■ **DIRECTIONS FOR THIS TASK**:
Select each line of the records below that contains the string "rope" and copy those lines out. Case counts when matching.

■ **MATERIAL SUPPLIED**:
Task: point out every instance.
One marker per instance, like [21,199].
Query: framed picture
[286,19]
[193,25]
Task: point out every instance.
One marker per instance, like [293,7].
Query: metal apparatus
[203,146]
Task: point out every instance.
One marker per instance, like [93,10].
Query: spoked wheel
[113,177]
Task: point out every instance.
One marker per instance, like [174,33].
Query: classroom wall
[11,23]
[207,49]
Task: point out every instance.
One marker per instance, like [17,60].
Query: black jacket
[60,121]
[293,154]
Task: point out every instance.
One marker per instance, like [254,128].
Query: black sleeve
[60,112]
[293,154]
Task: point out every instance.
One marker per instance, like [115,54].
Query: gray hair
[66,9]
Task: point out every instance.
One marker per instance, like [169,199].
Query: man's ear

--

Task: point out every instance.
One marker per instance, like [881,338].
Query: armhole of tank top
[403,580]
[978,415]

==

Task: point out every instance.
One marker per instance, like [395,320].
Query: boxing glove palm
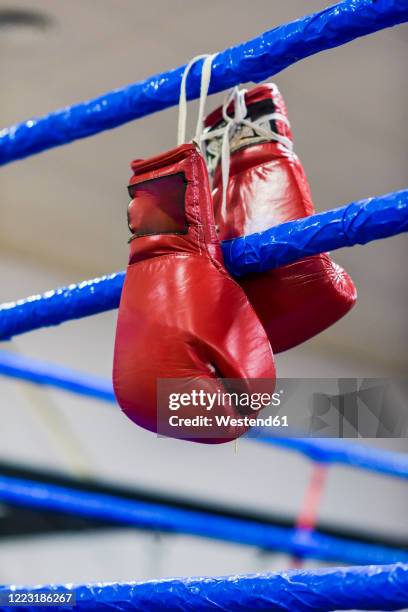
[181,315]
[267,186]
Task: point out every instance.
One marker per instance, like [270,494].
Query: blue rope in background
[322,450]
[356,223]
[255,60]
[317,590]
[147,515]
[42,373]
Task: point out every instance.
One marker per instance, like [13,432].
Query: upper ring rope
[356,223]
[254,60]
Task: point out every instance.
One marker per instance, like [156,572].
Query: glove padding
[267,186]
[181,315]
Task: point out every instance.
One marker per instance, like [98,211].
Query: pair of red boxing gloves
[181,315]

■ **SOLVED EXERCISE**:
Query: blue rope in background
Query: upper ring rope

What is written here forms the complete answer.